- Fragment tekstu -
__________________________________________________
Ach, żałuję! – Radomir Wit

Wybory to dobry czas na rachunek sumienia. Ale który z polityków dobrowolnie przyzna się do swoich błędów i porażek? Żaden, ktoś musi ich wyręczyć.

            Ostatnio jest o nim głośno – przyszły premier Polski, przyjaciel Ukraińców – osoba, która jest w stanie zrobić wszystko dla demokracji. Aleksander Kwaśniewski, dwukrotny prezydent III Rzeczypospolitej, zagorzały przeciwnik IV. Ma trochę na swoim sumieniu…

            Już na początku jego pierwszej kadencji zrobiło się gorąco. Okazało się, że Aleksander Kwaśniewski, nie do końca świadomy stopnia swojego wykształcenia, pomylił się i podał opinii publicznej fałszywe informacje. Błędnie zinterpretował swoje osiągnięcia ze studiów, a co za tym idzie, skłamał w oświadczeniu. Sprawę jednak umorzono.

            Już w 1999 roku Aleksander Kwaśniewski dał się poznać jako osoba, która chętnie korzysta z gościnności naszych wschodnich braci. Podczas  wizyty na grobach katyńskich były prezydent chwiał się lekko na nogach i sprawiał wrażenie bardzo zmęczonego. Część bezczelnych dziennikarzy próbowała zrobić z tej drobnej niedyspozycji głowy państwa aferę i wmawiała społeczeństwu, że prezydent był pijany. Kłamstwa i oszczerstwa, moi drodzy. Prezydent cierpiał po prostu na przewlekły ból lewej goleni – ot, cała historia. Niektórzy chcieli go odwołać – nie udało się, prezydent Kwaśniewski został wybrany na kolejną kadencję i dopiero pod jej koniec przyznał się, że był wtedy pod wpływem alkoholu. W końcu musiał się zintegrować z naszym europejskimi braćmi!

            Głośno było o Aleksandrze Kwaśniewskim i jego dworze w 2000 roku, kiedy to sztab wyborczy Mariana Krzaklewskiego ujawnił nagrania, na których Marek Siwiec parodiuje gest Jana Pawła II. Proszę sobie nie myśleć, że on tak od siebie postanowił pocałować ziemię – zrobił to za specjalną namową prezydenta Polski, a jak wiadomo, takim ludziom się nie odmawia.
__________________________________________________
- Treść zadania 1 -
Przepisz dokładnie fragment tekstu o Aleksandrze Kwaśniewskim, zaczynając od słów „Już na początku” i kończąc na słowach „Sprawę jednak umorzono.”.
- Treść zadania 2 -
Znajdź w rekordach wszystkie wiersze zawierające słowo „statue” i wypisz każdy z nich.
Tekst i rekordy nie mają ze sobą żadnego związku.
__________________________________________________
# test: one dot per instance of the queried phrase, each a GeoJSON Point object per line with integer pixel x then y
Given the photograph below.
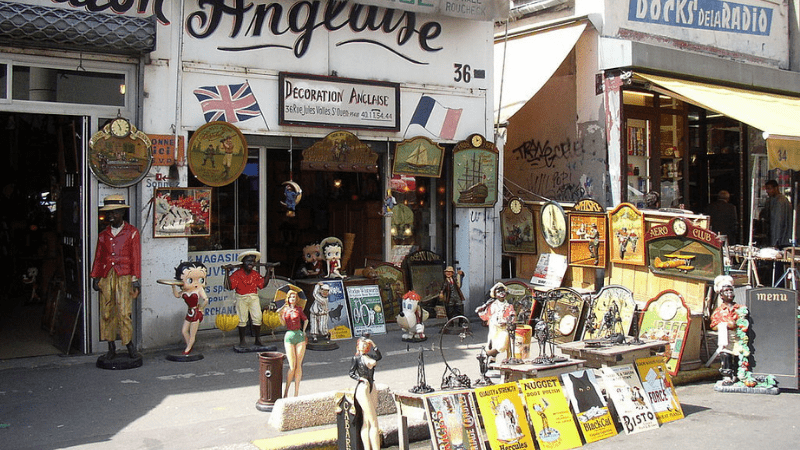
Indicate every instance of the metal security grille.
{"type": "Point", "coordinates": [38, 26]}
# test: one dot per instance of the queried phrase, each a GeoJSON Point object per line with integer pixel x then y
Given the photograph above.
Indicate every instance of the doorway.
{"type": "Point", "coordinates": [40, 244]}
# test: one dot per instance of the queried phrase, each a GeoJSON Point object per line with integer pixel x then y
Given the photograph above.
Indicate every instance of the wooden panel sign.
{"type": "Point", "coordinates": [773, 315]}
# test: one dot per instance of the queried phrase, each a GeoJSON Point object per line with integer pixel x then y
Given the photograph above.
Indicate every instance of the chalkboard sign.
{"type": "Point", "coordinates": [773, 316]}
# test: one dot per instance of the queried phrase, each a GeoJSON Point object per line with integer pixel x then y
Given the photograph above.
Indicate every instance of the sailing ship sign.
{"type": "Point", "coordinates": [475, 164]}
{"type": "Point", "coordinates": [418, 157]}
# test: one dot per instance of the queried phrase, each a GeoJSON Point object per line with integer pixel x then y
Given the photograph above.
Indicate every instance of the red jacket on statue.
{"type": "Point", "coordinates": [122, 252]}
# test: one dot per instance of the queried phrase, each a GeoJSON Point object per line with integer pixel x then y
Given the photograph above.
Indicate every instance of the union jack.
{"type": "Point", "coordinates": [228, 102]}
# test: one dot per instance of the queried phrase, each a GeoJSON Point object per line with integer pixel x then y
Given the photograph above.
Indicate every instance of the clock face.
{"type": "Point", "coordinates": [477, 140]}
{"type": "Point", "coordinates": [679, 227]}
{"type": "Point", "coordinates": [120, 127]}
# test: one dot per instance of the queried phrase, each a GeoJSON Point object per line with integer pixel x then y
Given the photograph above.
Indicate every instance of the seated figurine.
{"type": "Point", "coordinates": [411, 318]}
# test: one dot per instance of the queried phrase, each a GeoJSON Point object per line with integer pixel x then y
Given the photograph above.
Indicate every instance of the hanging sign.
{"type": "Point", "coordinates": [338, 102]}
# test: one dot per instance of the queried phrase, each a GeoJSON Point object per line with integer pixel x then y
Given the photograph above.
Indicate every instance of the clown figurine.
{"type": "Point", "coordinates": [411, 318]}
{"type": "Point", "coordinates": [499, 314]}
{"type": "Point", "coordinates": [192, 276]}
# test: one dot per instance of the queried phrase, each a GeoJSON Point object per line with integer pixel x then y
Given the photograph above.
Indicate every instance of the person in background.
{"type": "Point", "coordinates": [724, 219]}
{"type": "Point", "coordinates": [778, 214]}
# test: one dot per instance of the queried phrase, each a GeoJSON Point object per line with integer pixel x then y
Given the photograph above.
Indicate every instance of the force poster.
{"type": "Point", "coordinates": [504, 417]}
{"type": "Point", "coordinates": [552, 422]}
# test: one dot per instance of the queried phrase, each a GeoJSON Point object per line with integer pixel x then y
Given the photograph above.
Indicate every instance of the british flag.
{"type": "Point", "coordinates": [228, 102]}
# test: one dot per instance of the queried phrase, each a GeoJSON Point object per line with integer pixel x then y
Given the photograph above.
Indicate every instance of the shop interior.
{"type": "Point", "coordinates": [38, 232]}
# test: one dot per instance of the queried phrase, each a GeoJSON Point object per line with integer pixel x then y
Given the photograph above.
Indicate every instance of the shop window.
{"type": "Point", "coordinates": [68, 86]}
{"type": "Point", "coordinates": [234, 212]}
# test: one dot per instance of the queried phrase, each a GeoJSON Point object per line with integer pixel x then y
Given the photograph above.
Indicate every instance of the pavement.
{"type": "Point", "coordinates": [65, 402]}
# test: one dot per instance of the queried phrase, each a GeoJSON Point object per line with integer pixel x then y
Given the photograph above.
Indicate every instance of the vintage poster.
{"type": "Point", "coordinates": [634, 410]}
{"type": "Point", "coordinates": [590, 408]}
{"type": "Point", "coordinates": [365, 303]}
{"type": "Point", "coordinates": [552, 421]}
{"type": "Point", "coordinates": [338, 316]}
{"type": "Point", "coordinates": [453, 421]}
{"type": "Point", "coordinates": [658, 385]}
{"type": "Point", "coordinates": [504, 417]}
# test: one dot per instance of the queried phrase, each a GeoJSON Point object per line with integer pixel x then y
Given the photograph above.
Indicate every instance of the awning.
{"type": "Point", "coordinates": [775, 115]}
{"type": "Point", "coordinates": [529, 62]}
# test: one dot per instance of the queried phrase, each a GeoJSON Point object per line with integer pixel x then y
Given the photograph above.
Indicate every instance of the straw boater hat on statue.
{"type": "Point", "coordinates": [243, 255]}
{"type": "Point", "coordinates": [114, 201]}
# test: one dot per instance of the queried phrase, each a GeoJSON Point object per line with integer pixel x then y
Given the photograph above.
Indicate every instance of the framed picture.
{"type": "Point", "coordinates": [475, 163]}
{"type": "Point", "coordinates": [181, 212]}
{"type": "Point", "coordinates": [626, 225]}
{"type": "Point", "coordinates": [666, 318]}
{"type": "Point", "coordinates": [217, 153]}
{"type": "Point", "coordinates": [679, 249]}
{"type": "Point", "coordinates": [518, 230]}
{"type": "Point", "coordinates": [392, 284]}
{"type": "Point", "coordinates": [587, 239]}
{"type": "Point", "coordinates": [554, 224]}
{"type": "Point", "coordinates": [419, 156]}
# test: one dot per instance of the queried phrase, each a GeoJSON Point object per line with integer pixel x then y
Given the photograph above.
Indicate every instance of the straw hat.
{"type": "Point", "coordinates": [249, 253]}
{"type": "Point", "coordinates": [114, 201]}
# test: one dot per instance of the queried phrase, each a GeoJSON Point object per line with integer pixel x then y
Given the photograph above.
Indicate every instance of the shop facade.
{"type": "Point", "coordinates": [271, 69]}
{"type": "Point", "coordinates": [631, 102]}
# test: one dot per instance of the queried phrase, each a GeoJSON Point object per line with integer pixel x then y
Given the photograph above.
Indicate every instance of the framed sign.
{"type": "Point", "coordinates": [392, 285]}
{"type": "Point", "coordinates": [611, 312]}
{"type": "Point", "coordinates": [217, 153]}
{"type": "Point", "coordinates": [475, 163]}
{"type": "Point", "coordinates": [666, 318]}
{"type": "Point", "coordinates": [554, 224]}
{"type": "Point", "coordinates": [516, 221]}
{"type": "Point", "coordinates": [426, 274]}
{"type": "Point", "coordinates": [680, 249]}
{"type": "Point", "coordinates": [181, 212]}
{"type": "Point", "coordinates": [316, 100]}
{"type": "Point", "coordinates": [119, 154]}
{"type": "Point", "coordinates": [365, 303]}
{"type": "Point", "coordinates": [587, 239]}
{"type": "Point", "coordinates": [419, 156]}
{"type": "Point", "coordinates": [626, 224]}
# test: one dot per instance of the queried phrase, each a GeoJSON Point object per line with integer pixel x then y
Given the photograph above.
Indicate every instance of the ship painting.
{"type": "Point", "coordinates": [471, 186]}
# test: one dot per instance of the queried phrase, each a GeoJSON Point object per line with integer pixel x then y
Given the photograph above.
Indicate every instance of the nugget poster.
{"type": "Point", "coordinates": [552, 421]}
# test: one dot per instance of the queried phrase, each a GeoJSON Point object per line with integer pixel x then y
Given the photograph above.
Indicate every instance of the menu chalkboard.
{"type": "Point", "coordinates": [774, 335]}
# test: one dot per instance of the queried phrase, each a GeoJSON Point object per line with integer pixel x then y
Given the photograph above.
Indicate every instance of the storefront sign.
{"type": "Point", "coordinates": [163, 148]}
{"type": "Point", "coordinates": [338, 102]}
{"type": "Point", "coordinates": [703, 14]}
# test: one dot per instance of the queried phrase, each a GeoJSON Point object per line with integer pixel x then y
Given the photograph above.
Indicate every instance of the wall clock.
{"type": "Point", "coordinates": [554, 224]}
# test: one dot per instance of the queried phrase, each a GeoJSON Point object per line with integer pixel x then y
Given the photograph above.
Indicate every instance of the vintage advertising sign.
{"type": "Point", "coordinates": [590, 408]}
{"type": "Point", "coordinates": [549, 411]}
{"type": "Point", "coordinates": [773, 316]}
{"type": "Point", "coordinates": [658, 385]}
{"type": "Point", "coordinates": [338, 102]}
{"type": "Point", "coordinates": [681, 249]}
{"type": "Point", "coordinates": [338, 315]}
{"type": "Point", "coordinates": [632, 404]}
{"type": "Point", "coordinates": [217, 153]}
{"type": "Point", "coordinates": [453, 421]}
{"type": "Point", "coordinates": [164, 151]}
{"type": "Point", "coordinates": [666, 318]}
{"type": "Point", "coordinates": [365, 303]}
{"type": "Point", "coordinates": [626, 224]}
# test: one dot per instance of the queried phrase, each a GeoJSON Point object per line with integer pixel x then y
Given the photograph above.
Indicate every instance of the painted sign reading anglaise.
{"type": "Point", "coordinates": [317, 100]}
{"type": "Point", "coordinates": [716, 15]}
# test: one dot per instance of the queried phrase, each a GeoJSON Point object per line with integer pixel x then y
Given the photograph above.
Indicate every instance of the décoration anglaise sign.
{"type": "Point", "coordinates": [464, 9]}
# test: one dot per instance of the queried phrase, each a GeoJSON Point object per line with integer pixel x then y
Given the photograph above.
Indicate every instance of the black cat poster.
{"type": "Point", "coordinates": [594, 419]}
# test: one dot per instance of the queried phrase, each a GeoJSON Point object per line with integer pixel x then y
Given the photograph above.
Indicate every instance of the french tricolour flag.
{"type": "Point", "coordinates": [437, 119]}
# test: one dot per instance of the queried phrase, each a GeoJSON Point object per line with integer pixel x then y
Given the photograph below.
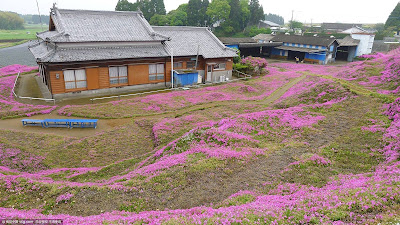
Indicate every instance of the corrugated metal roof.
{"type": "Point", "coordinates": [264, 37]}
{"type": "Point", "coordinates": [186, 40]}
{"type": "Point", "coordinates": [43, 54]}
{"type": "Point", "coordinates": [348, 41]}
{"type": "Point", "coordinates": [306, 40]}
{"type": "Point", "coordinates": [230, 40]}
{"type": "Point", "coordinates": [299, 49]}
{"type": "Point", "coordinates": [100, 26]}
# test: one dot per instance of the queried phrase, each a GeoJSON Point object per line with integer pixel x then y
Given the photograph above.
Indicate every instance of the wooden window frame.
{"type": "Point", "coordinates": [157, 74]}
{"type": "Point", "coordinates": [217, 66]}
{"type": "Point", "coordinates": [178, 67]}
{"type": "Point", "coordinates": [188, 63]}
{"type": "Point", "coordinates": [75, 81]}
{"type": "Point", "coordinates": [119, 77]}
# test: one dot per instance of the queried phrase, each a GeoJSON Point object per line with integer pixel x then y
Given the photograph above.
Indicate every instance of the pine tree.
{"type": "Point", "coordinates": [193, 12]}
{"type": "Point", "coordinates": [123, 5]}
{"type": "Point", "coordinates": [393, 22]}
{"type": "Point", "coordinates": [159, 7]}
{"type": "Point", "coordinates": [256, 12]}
__________________________________________________
- Rozwiązanie zadania 1 -
Już na początku jego pierwszej kadencji zrobiło się gorąco. Okazało się, że Aleksander Kwaśniewski, nie do końca świadomy stopnia swojego wykształcenia, pomylił się i podał opinii publicznej fałszywe informacje. Błędnie zinterpretował swoje osiągnięcia ze studiów, a co za tym idzie, skłamał w oświadczeniu. Sprawę jednak umorzono.

- Rozwiązanie zadania 2 -
Indicate every instance of the red jacket on statue.
Indicate every instance of the straw boater hat on statue.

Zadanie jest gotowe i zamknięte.